◆ **Given passage**:
The discrepancy between what has been released on physical media and what is available to stream carries implications for consumer access. Lauren Carroll Harris notes that the diminishing presence of video rental, coupled with increasing dependence on streaming, leads to “what we might call an access gap: a lack of availability on convenient viewing outlets.” If a movie is not available to stream, a viewer who wants to watch that movie but does not have access to a video store or library carrying it is left with only the option of purchasing that movie from an entity like Amazon, or even directly from the title’s distributor, which is the case concerning the film Harris uses as her example, Gillian Armstrong’s High Tide. Harris describes this situation as “anachronistic” and “a ridiculously twentieth-century state of affairs,” indicating frustration toward a cultural and technological transition in which the intangible video market has failed to catch up to where the tangible video market once was.17

The access gap that Harris articulates has two implications. One is economic: purchasing the title may involve a financial investment that the viewer does not wish to make. The rental market provided, as the streaming market similarly provides, viewer access to a large number of titles at a relatively cost-effective price. Having to purchase more titles in order to see them, however, comes at a greater financial cost, and that predicament is one consequence of the post-rental access gap. The other implication of the access gap is cultural and historical. Harris notes:

[Netflix’s] present geographically based digital rights system means High Tide is not available to Australian Netflix viewers. This forms part of a bigger problem: we’re in a situation whereby Netflix is now critical in enabling or preventing films from slipping in and out of distribution – and, thus, the canon and the national conversation.18

Although Harris is writing specifically about movie history and the movie industry in Australia, her point about access limitations affecting the canon in the digital age is relevant in the United States as well, and it is not unique to the digital age, although it is particularly noticeable amid the current changes. “With every new shift in media technology…huge numbers of films are lost,” writes Anthony Kaufman. According to Jonathan Rosenbaum, “What becomes canonized is what’s available, which has always been the case.”19 Since the shift in video distribution from tangible to digital has lead to an access gap affecting availability, the nature of how the canon will be affected is in question. The uncertainty of licensing content to streaming providers and the shape that rights arrangements will take is a large factor in determining what will be available in a digital future, although, to augment Harris’s assessment, the rights holders of content have just as important a role in shaping digital access as companies like Netflix do.

In the context of the precedent that Kaufman discusses of films falling out of accessibility with each change in primary consumption technology, it is important to consider the sorts of titles unique to the tangible phase that are at risk of disappearing in the age of digital distribution. Most at risk are titles that were released on formats like VHS and not subsequently re-scanned for DVD or Blu-ray. Because of the increased consumer demand for high picture and sound quality in the post-VHS era and the high cost of making new scans and digital restorations, those titles are among the least likely to be revived of the material that could be found in video stores. (Amazon, interestingly, offers VHS-quality presentations of some of these titles, such as Henri Helman’s Where Is Parsifal? and Jerzy Skolimowski’s Success Is the Best Revenge, on its Instant streaming service.) VHS-only titles were pushed toward obscurity within the major video store chains as DVD became the dominant format.20 Specialty video stores like Kim’s in New York City, Vidiots in Santa Monica, CA, and Scarecrow in Seattle, WA, continued to carry VHS copies of obscure titles like like Abel Gance’s Napoléon, Erich von Stroheim’s Greed, and Jean Eustache’s The Mother and the Whore, all three of which are still among Vidiots’ collection and none of which has yet seen a U.S. DVD release. Many of these titles are, for practical purposes, inaccessible for viewers without access to VHS players.

◆ **Information provided**:
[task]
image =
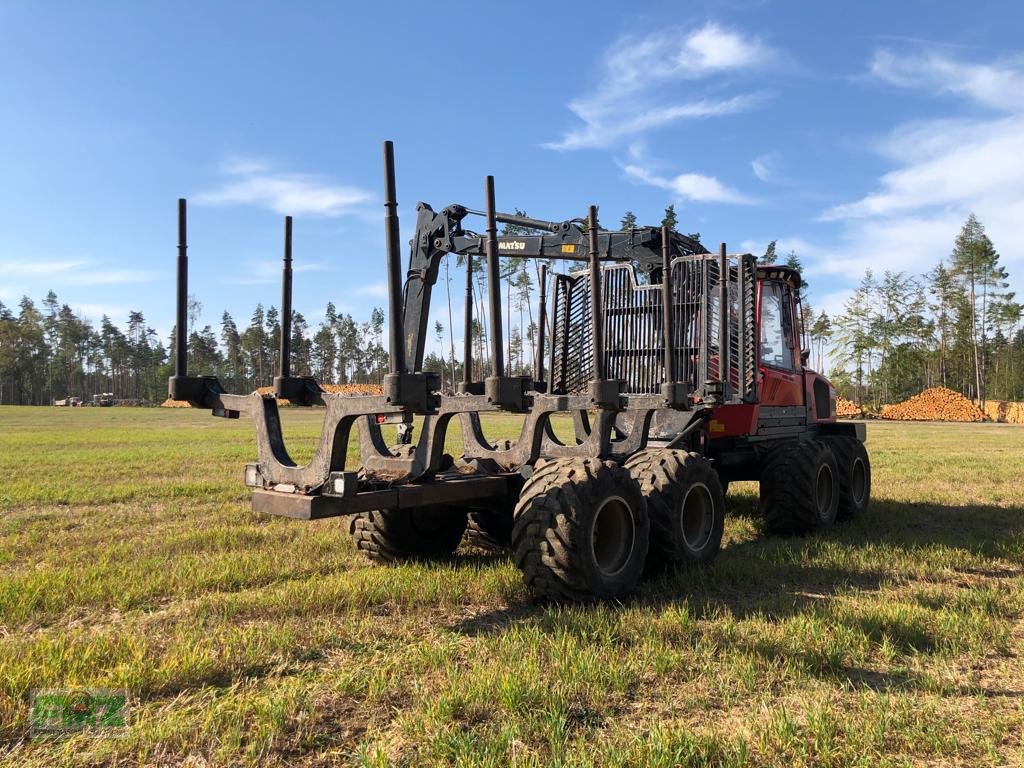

◆ **Task requirements**: Which films does the text on the streaming access gap name by title? Rely only on the text to answer.

◆ **Result**:
- High Tide
- Where Is Parsifal?
- Success Is the Best Revenge
- Napoléon
- Greed
- The Mother and the Whore